▸ Text excerpt
[BEGIN]
Post by Dabhand » Tue Aug 12, 2008 2:52 pm

Saga of the Gods

Once upon a time and space long gone there was a land called Avandriel, and on this land lived a race of intelligent beings who called themselves the Brell. They were a rational but inquisitive breed and so as to help rationalise the things they could not understand, they theorised about a set of beings who were responsible for the unexplained wonders in the world around them; and religion was born.

First the star which provided their light and then the moons which traversed their night-time sky and the forces of nature on Avandriel were each in turn personified as a deity and worshipped. Religion spread among the Brell like a forest fire after a long drought and with similar disastrous consequences. Differences of worship caused much fighting and killing with even brell with the same father slaying one another due to religious intolerance.

The leaders of the Brell were forced into setting up a guiding force for the new religion which they named The Temples of the Soul, wherein the people could worship their god, provided that they respected its place within the pantheon of the gods.

Naturally some groups rebelled against the new temples, destroying them with fire and killing their keepers, which greatly angered the rulers of the Brell who were strong in their resolve to keep the temples. So they created a policing force the like of which the Brell had not seen before, a group of Brell whose sole remit was 'Wipe out all who did not hold with the Temples of the Soul'. Thus followed the tyranny of those called 'The Keepers of the Faith'.

As the Keepers grew more and more successful, religious differences were increasingly discouraged (often with bloody examples) and so a uniformity of thought grew upon the Brell until the whole of the race believed in the theology of the temples.

Now belief is a wondrous thing, and on the plane of existence that included Avandriel, the fabric of reality was thin and easily warped by the force of belief of many minds. Thus when the number of Brell reached a certain level a section of their plane was forced away into the limbo between the planes creating a new plane. And on this plane the gods of the Brell, just as preached in the temples, came into being and the age of the gods began.

The Gods as their first act of divine power took over the running of the temples, and they regularly appeared to oversee judgement of disputes in temple courts, solve problems, teach and give advice and assistance to the needy. Thus the Brell fell into an age of peace and prosperity; the obliteration of the occasional unbeliever as the only ripple on the otherwise still water that their society had become.

This stable state would have persisted had it not been for the invaders with no gods of their own save themselves. They swept down on the defenceless Brell and began to systematically eradicate them from the face of Avandriel. The Brell beseeched their gods for aid, and indeed the gods came but they were impotent as the invaders did not believe in them and were not therefore in their power.
[END]
▸ Extracted records
[BEGIN]
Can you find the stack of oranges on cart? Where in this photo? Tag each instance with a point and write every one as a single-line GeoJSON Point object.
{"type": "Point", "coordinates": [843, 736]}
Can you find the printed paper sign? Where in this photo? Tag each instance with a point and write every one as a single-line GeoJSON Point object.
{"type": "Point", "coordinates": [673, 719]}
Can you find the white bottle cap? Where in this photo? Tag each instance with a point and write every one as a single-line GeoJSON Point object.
[END]
[BEGIN]
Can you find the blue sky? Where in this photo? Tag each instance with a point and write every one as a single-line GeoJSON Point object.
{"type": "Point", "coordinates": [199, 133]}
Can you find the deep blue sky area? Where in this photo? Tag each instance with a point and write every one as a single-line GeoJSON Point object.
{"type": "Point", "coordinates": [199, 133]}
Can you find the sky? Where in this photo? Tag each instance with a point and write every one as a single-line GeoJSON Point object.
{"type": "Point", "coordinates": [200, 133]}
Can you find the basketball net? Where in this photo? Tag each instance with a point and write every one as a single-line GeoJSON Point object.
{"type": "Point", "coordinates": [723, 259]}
[END]
▸ Directive A
In the Saga of the Gods text, what name did the leaders of the Brell give to the guiding force they set up for the new religion?
▸ Directive B
Write the next part of the Saga of the Gods story, picking up right after its final sentence.

▸ Final result A
The Temples of the Soul.

▸ Final result B
The Invaders had a science which the Brell had never needed, and so they could not be stopped.

Settlement by settlement the Brell were destroyed; and as the Brell dwindled in numbers the golds fled to their plane and mourned the loss of their worshippers.

After a time the gods saw the last remnants of the Brell die and resolved to try and recreate their former worshippers. However they found that the combined strength of their minds was not enough for the task. So it was decided that new gods would be created by the remaining gods by briefly combining their essences to create a new 'child' god that would be an amalgam of the parts of its 'parents'.

Initial attempts at creating such a child proved distressingly that the child could not exist on the plane they inhabited. So an area in Limbo was set aside as a 'nursery' area, and a part of their plane was given over to physical forms - Lomah - in which the 'children' could power their avatars with parts of their essence.

In this way, they might increase their level of existence through learning to the point where they could survive on the plane of the gods and help in the re-creation of the Brell.

Avatar I - The Tower

Tall Tales of the Tower

"There is some corner of a foreign plane that shall forever be England".

By the town of Beeston (named after a traveller who made camp in a field of hives, and was stung to death by the bees) flows a river called the Thames. There is a small island in the river, linked to the bank by bridges, which is called England, and there is a sprawling series of towers, ramparts and fortresses occupying most of England's land. The local inhabitants have named these buildings by calling the island's most prominent feature, a dark tower that seemed to reach the clouds, the Tower of London. It is not known where the word "London" derives from. Some say that it was a literal reference to the buildings surrounding the tall tower being "low-down" in comparison.

Great wealth and treasure was held and guarded within the Tower. As well as the Royal Mint, there was an especially closely guarded area, the Royal Apiary, where queen bees were nurtured and supplied with pollen so that the Land and its people would prosper with a controlled supply of honey.

The guards within the Tower were an elite band, renowned for their longevity and very peculiar uniforms. Their various duties caused them to be known as Bee Feeders.

Over ages of time, as the Tower fell into disuse, and the land became a republic, the purpose of these guards became forgotten, and their name was corrupted to Beefeaters. They still patrol the dusty corridors of the Tower, intensely possessive of their territory, although they have forgotten why they do so.

Avatar II - The Citadel

Chaotic Citadel Chills

After the extinction of the Brell, and whilst the plane of Lomah was being formed, some of the newly created but malformed inhabitants were sealed into a castle, perched high above a chasm. The only route to the castle was a narrow stone bridge that spanned the bottomless chasm; and the demons of wind, fire, and darkness guarded it.

There was but a single exit from this dark citadel, known only to those of the Council of Deities at that time, far removed from the dreadful entrance.

As ages passed, cut off from the more benevolent magics of the rest of Lomah, the denizens of the citadel went slowly mad. Their bodily forms distorted into even more grotesque and deadly shapes, driven by the homicidal urges of their poor tormented minds.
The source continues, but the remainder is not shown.